[Dataset entries]
"""
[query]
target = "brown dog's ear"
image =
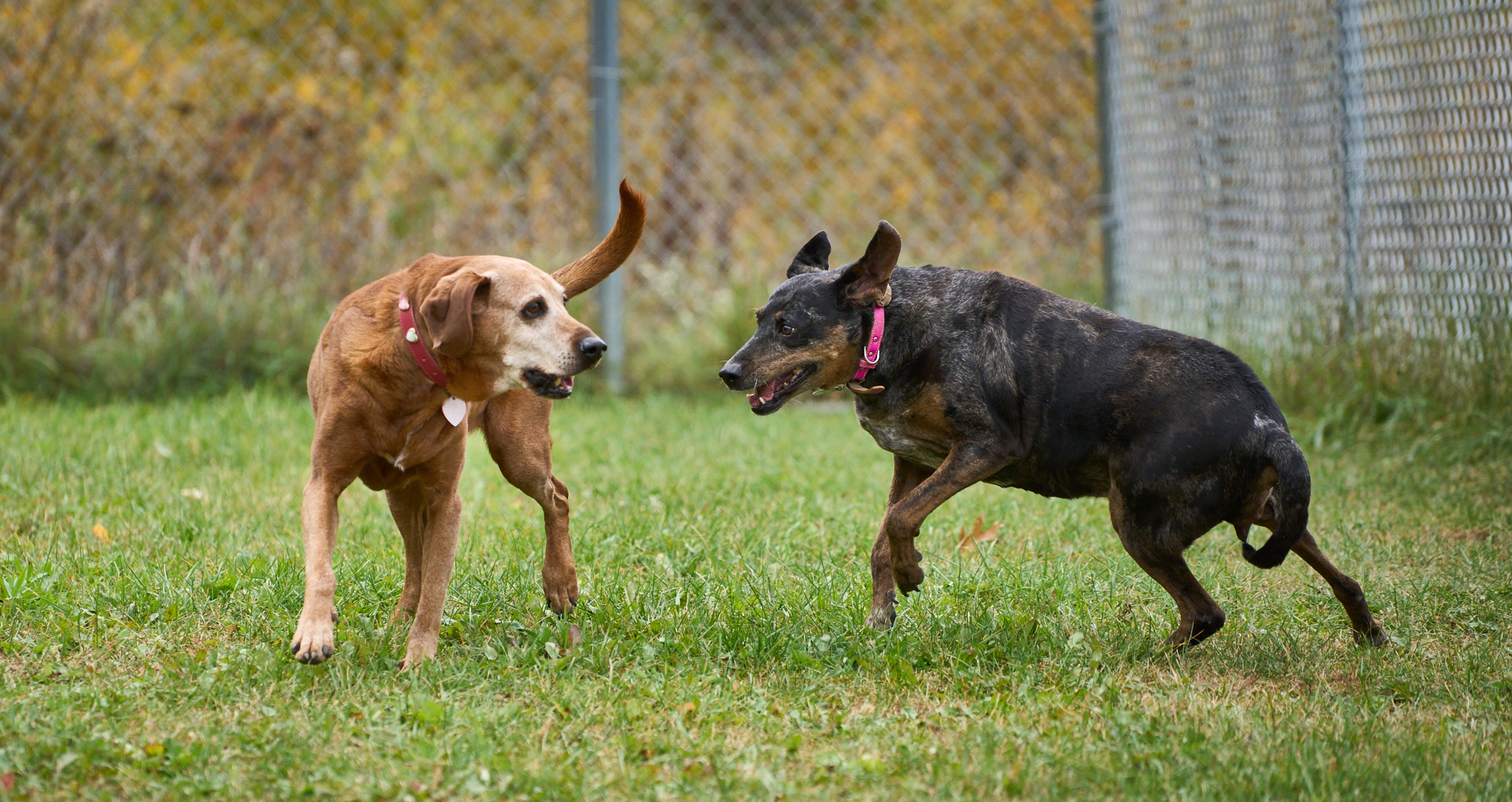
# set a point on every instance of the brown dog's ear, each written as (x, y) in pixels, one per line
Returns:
(813, 258)
(448, 312)
(866, 282)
"""
* How to complete this task:
Only the lines from the one containing "# set a point" through the end of the records above belong in the output, each exactly as it stands, both ends included.

* Reply:
# set a point on every instance of the brown dog's ear, each written as (x, y) in pixels, one per line
Returns:
(813, 258)
(448, 312)
(866, 282)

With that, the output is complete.